- Work order -
Your answer must be an exact copy of the listing, with the images left out.
----------
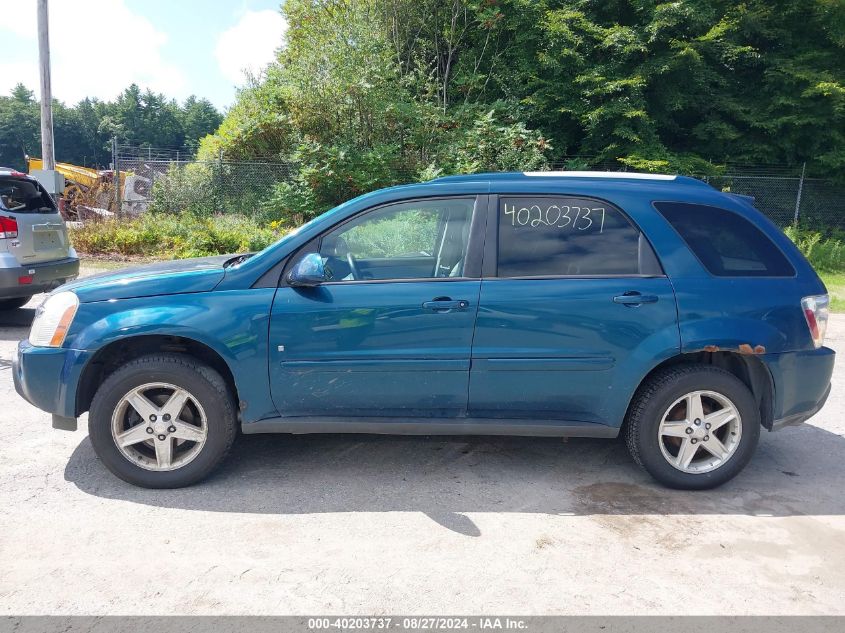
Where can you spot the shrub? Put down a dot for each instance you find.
(826, 252)
(173, 236)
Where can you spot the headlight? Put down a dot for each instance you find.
(53, 319)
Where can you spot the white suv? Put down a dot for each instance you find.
(35, 252)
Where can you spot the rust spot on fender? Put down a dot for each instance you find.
(745, 348)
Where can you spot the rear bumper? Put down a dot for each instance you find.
(47, 377)
(45, 276)
(801, 384)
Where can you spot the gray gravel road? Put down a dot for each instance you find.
(375, 525)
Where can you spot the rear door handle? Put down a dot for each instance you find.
(445, 304)
(634, 298)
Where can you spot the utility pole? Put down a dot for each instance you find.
(47, 146)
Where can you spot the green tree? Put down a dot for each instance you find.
(19, 127)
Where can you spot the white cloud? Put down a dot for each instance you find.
(250, 45)
(98, 47)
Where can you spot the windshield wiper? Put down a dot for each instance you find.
(238, 259)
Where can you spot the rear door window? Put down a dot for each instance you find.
(725, 243)
(563, 236)
(24, 196)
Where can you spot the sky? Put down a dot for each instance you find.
(176, 47)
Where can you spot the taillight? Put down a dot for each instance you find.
(816, 310)
(8, 227)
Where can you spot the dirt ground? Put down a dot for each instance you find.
(393, 525)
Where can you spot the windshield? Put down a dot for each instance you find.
(23, 196)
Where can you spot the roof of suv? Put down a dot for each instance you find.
(629, 177)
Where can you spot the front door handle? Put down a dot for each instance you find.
(445, 304)
(634, 298)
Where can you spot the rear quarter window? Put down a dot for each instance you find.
(724, 242)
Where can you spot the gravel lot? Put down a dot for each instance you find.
(379, 525)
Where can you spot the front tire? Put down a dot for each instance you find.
(693, 427)
(162, 421)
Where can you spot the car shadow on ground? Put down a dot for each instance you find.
(797, 471)
(14, 324)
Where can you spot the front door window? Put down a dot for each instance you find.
(410, 240)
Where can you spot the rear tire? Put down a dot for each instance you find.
(173, 416)
(14, 303)
(693, 427)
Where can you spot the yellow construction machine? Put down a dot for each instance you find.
(90, 192)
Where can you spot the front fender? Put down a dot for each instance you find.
(234, 324)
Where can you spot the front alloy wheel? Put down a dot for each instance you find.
(162, 421)
(159, 426)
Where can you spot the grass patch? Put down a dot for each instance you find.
(164, 236)
(835, 283)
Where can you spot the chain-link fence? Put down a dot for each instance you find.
(173, 180)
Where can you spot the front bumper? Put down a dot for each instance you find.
(45, 277)
(47, 377)
(801, 384)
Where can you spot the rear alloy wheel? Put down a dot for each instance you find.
(693, 426)
(162, 421)
(697, 442)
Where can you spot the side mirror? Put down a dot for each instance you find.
(308, 272)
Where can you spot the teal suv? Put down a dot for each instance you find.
(544, 304)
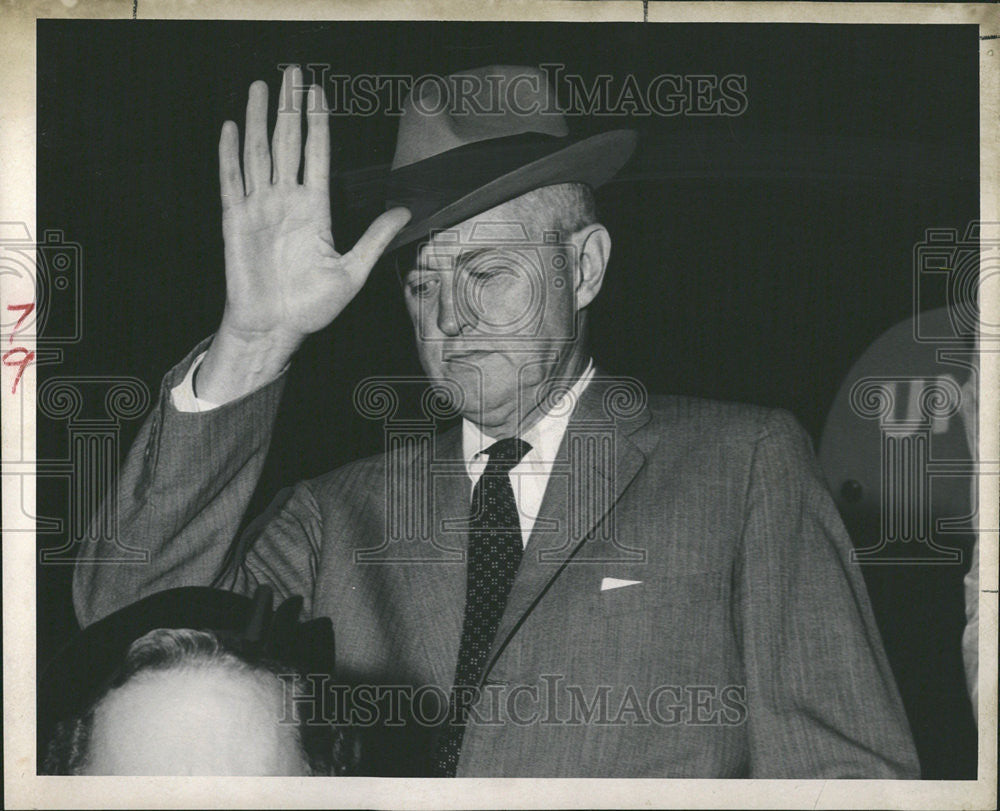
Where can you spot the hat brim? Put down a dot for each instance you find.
(593, 161)
(78, 673)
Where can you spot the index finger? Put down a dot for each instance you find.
(316, 172)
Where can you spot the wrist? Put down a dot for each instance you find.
(238, 363)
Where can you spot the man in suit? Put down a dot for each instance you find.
(590, 581)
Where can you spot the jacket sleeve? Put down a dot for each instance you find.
(821, 698)
(179, 500)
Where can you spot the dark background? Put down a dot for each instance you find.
(754, 257)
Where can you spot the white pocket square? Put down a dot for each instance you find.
(609, 583)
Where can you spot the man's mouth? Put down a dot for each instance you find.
(465, 354)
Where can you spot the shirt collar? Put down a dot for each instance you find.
(544, 436)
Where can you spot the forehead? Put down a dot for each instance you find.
(193, 721)
(513, 223)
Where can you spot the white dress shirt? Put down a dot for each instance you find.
(528, 478)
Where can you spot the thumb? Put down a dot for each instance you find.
(374, 241)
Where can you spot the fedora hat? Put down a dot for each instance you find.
(478, 138)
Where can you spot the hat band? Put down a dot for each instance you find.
(431, 184)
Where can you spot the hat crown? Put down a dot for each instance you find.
(495, 101)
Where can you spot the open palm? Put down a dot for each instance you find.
(284, 277)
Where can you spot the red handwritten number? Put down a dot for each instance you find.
(23, 363)
(28, 308)
(27, 356)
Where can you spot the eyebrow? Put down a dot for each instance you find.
(465, 256)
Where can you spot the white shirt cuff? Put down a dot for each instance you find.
(183, 395)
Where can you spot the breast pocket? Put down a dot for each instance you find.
(659, 596)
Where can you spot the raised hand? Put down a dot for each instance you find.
(284, 276)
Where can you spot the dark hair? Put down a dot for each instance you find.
(562, 207)
(324, 747)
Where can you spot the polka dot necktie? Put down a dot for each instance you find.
(494, 555)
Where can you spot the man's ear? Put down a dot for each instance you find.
(593, 247)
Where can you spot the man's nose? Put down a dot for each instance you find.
(453, 318)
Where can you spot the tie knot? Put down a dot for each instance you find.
(506, 453)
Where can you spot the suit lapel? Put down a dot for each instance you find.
(437, 583)
(597, 460)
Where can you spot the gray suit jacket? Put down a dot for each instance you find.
(747, 649)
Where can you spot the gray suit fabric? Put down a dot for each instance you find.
(748, 649)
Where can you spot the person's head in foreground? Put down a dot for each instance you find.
(185, 703)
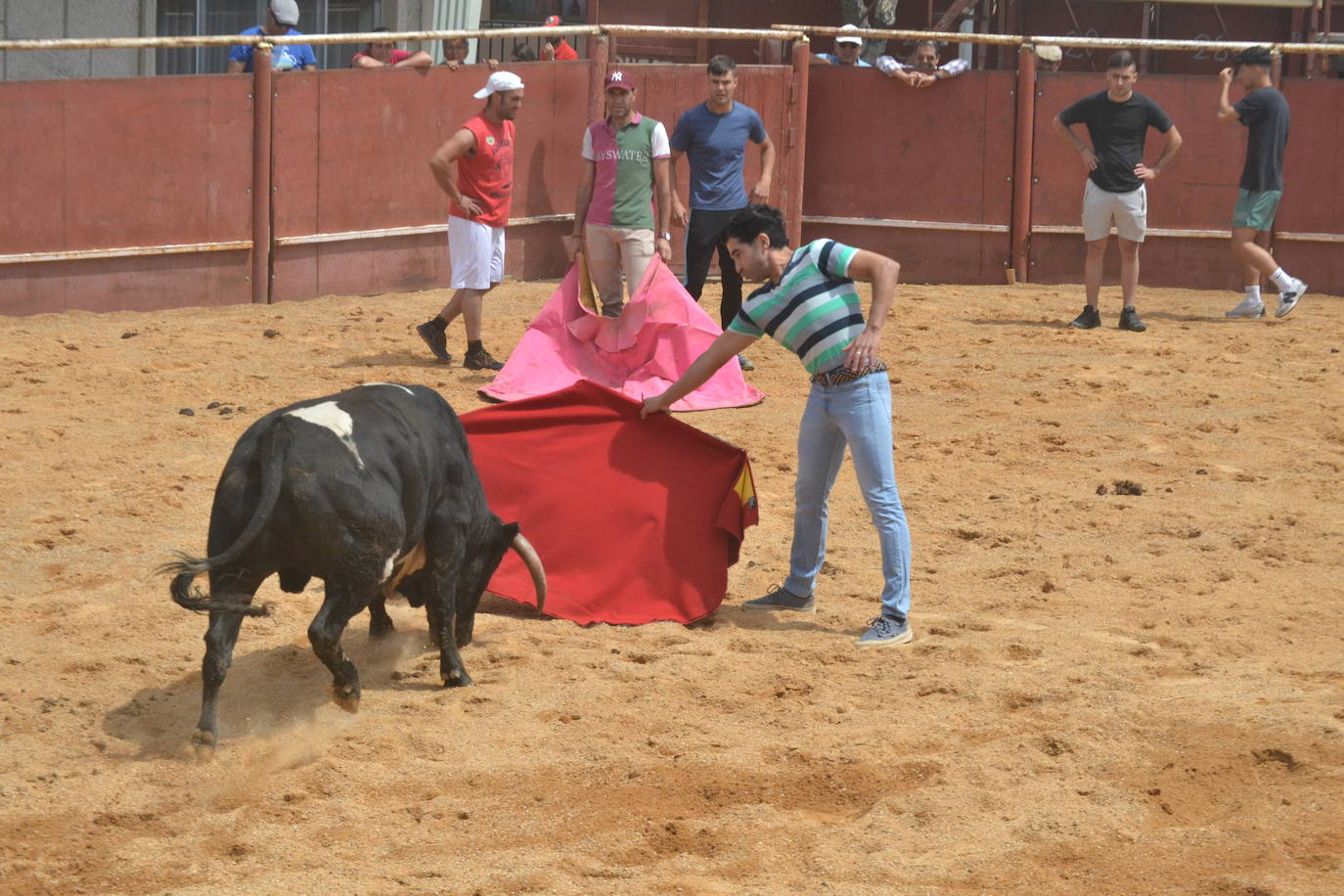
----------
- Expected answer -
Where can you spot the shrub? Put down a dot for each instance you find.
(826, 252)
(173, 236)
Where can you spot the headlight? Put down a dot for each instance you find.
(53, 319)
Where can you spot the white suv? Put down a dot for each instance you find.
(35, 252)
Where can you spot the rust spot on fender? Put down a dot for each instance you find.
(745, 348)
Where can you spot the rear bumper? Put down a dot for each instance you find.
(47, 377)
(45, 276)
(801, 384)
Where can you spot the gray gravel road? Put down a dot for each instance you find.
(375, 525)
Where can you spot the rear door handle? Put down a dot for each instance you find.
(445, 304)
(634, 298)
Where can you spot the utility pole? Put down a dot for each instance you find.
(47, 146)
Where can you spot the green tree? Put down a dot for each instance you find.
(19, 127)
Where can you spot the white cloud? Put down a dot for each instance you find.
(250, 45)
(98, 47)
Where can you spot the windshield wiper? Put down a dot for each instance you find.
(238, 259)
Where can you spot the rear door window? Put down a dot for each instance you find.
(725, 243)
(563, 236)
(24, 196)
Where can you spot the sky? Put down a dot for each instance you find.
(176, 47)
Where can you spot the taillight? Put down a dot for each instance you find.
(816, 310)
(8, 227)
Where can you spot the dirt ground? Put down a dot for each instance you find.
(393, 525)
Where can you spot the windshield? Put down a dot for each instance you find.
(23, 196)
Where can you spot the roof of suv? Put down a dot for each instance you find.
(629, 177)
Where can you spot the front door handle? Put down a dot for each instance you find.
(445, 304)
(634, 298)
Where can you spot the rear quarter window? Put down a dot for each instance you find.
(724, 242)
Where can you spot the gravel lot? Put down a dot for each instance you find.
(379, 525)
Where can you spot the front tire? Put down a dot for each instance you find.
(693, 427)
(162, 421)
Where can you spot the car shadow on ground? Put down a dot for each instance you find.
(797, 471)
(14, 324)
Where can you spot the front door window? Put down a dot for each instance you find.
(410, 240)
Where can you spot the rear tire? Put down a dot for each instance you find.
(173, 416)
(14, 303)
(693, 427)
Where can you spot the yellow construction machine? Put down a dot for each instance you find.
(90, 192)
Where can you spot the front fender? Put down a dot for each instance you find.
(234, 324)
Where can you spot the front alloy wheel? Put down a dot for each instance you find.
(162, 421)
(159, 426)
Where can you spot the grass patch? Put down a dot for each instance you find.
(164, 236)
(835, 283)
Where can you spot the chain-link fence? Put down a dot for each instance you find.
(173, 180)
Where can you spot the front bumper? Put down a dot for each instance you find.
(45, 277)
(47, 377)
(801, 384)
Where can you spot the rear alloy wheel? Put down a dot for each instance you find.
(693, 426)
(162, 421)
(697, 442)
Where can you spot the side mirror? Put down a dot for each instance you find.
(308, 272)
Where can you spot the teal suv? Put down a dot for each instance you find.
(544, 304)
Where can you spot the hat brim? Put down a dot for each instance you find.
(593, 161)
(78, 673)
Where can you spot the index finger? Put down a dot for each instance you find.
(316, 172)
Where can you spot the wrist? Put down a dot for each instance you find.
(238, 363)
Where can you spot the man in suit? Put down a dot for each instance you find.
(590, 581)
Where can you spot the jacket sleeve? Put down a dot for each instance you find.
(821, 698)
(179, 500)
Where can you spot the dark background? Put down a dot for each instance you find.
(754, 257)
Where can you spot the white pocket square? Put down a dot for each instance you find.
(609, 583)
Where can you spot the man's mouth? Put down a dot for each instance you find.
(465, 354)
Where can you spot the shirt collar? Put down a dot for each instance you find.
(544, 436)
Where can you spot the forehead? Put down a dot for each instance you find.
(193, 721)
(513, 223)
Where can you spot the white dress shirt? Put down a dot for each instance you find.
(528, 478)
Where can you spot the thumb? Put down a dot for each instance you find.
(374, 241)
Where can you spot the fedora hat? Put down a dot for each instance you find.
(478, 138)
Where can you spot the hat band? Put down a dot for each instance you find.
(431, 184)
Where can you spot the hat crown? Put down a dot for each instance you find.
(495, 101)
Where can you spot the open palm? Put down a dot for each instance you find.
(284, 277)
Where can you spot the red handwritten number? Put down a dot for each instance you find.
(23, 363)
(28, 308)
(27, 356)
Where can you spot the eyebrow? Put down a dot for each instance you find.
(465, 256)
Where can you spot the white shirt cuff? Put down a dot for each instance you find.
(183, 395)
Where can you spot the breast pocket? Put down a dot for each instance you find.
(659, 596)
Where can you spot the raised hand? Put down a dot for each instance you find.
(284, 276)
Where can you spot the dark hair? Put down a dot for each instance you find.
(562, 207)
(324, 747)
Where can you spot the polka dot necktie? Put down a dot for each instance you find.
(494, 555)
Where can you spot the man's ear? Put down a dot for each instance you find.
(593, 247)
Where can you spot the man's nose? Put down a dot for each instance you find.
(453, 318)
Where can you spot the tie knot? Put down a dot for each instance you find.
(506, 453)
Where can you spot the suit lapel? Put down a dot for each instance you find.
(437, 583)
(597, 460)
Where can you spot the gray suit jacket? Put down a dot for each instance you find.
(747, 649)
Where can you spot the gray suit fabric? Put down a dot for each instance you find.
(748, 649)
Where can you spot the person's head in foreground? Put down a dot for each instance you find.
(185, 703)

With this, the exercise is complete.